▶ [MATERIAL TO PROCESS]
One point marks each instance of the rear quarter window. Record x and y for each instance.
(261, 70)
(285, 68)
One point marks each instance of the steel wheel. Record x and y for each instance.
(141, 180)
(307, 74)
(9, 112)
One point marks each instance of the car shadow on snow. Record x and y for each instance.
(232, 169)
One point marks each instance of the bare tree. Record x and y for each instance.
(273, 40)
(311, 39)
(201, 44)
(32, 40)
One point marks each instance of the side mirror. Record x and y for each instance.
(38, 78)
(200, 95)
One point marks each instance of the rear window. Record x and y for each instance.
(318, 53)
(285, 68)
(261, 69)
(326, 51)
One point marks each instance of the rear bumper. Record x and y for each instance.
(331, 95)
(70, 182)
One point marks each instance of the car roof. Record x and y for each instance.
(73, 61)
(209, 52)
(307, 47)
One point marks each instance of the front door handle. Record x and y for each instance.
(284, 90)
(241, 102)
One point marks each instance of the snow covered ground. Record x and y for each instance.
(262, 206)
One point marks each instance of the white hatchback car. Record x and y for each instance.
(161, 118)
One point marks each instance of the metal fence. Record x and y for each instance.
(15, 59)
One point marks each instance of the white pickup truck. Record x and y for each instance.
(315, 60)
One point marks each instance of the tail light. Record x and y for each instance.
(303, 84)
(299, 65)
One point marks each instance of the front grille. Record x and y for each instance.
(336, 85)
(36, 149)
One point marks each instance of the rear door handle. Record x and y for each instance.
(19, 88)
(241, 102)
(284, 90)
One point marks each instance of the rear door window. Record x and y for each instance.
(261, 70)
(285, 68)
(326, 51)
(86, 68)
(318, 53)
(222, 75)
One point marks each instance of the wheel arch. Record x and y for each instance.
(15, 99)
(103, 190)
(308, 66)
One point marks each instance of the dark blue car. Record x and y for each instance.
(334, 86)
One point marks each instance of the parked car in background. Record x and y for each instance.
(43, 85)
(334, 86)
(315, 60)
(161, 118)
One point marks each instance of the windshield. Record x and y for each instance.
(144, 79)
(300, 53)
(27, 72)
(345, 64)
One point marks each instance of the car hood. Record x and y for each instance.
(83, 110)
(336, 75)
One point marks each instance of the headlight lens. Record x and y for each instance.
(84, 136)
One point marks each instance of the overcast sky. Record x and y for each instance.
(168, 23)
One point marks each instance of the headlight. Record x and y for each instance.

▶ [WHAT IS NEEDED] Present all the records above as a Markdown table with two columns, Row and Line: number each non-blank line in order and put its text beside its number, leaving blank lines out.

▶ [FINAL ANSWER]
| Row | Line |
|---|---|
| 1 | One point marks each instance of the rear quarter window. Record x and y for each instance. |
| 2 | (261, 70) |
| 3 | (285, 68) |
| 4 | One point marks each instance of the steel wheel. Record x and y for each instance. |
| 5 | (141, 180) |
| 6 | (307, 74) |
| 7 | (9, 112) |
| 8 | One point marks each instance of the car shadow on snow. Record x and y for each instance. |
| 9 | (232, 169) |
| 10 | One point marks each instance of the bare tree. Record x and y for each instance. |
| 11 | (273, 40) |
| 12 | (311, 39) |
| 13 | (201, 44) |
| 14 | (32, 40) |
| 15 | One point marks each instance of the side mirror. Record x and y for each instance. |
| 16 | (38, 78) |
| 17 | (200, 95) |
| 18 | One point marks each instance of the rear window. Record x and y for each instance. |
| 19 | (318, 53) |
| 20 | (285, 68) |
| 21 | (261, 69) |
| 22 | (326, 51) |
| 23 | One point marks each instance of the rear bumper. Record x and y for each instance. |
| 24 | (331, 95) |
| 25 | (70, 182) |
| 26 | One point marks each instance of the car roof. Record x and y for each instance. |
| 27 | (73, 61) |
| 28 | (209, 52) |
| 29 | (307, 47) |
| 30 | One point marks each instance of the front door handle. Record x and y for each instance. |
| 31 | (284, 90) |
| 32 | (241, 102) |
| 33 | One point marks each instance of the snow covered ground. Record x and y for each instance. |
| 34 | (262, 206) |
| 35 | One point marks each instance of the white hatchback car. Record x and y for each instance. |
| 36 | (161, 118) |
| 37 | One point marks each instance of the metal fence. Record x and y for each instance. |
| 38 | (15, 59) |
| 39 | One point marks each instance of the white pickup truck. Record x and y for each instance. |
| 40 | (315, 60) |
| 41 | One point marks each instance of the tail light. Record x and y for each instance. |
| 42 | (303, 84) |
| 43 | (299, 65) |
| 44 | One point marks each instance of the front grille. Record x and y for each instance. |
| 45 | (336, 85) |
| 46 | (36, 149) |
| 47 | One point marks each instance of the rear door handle. Record x and y for each instance. |
| 48 | (19, 88) |
| 49 | (241, 102) |
| 50 | (284, 90) |
| 51 | One point marks each instance of the rear door window. Record x and y for each instance. |
| 52 | (261, 70) |
| 53 | (285, 68) |
| 54 | (326, 51) |
| 55 | (86, 68) |
| 56 | (318, 53) |
| 57 | (222, 75) |
| 58 | One point marks each instance of the wheel arch. Record x and y for each instance. |
| 59 | (15, 99) |
| 60 | (103, 190) |
| 61 | (308, 66) |
| 62 | One point marks each instance of the dark blue car. Record x and y for each instance. |
| 63 | (334, 86) |
| 64 | One point marks each instance of the parked car in background. Record x and y for each instance. |
| 65 | (43, 85) |
| 66 | (334, 86) |
| 67 | (315, 60) |
| 68 | (161, 118) |
| 69 | One point marks each instance of the windshield. Record x and y for each instance. |
| 70 | (144, 79) |
| 71 | (300, 53) |
| 72 | (27, 72) |
| 73 | (345, 64) |
| 74 | One point marks each instance of the car hood. Record x and y for each instance. |
| 75 | (83, 110) |
| 76 | (336, 75) |
| 77 | One point marks each instance of the headlight lens. Record x and y for each instance. |
| 78 | (84, 136) |
| 79 | One point marks each instance of the overcast sky. Record x and y for each instance. |
| 80 | (168, 23) |
| 81 | One point marks each instance of the headlight. Record x and y for each instance. |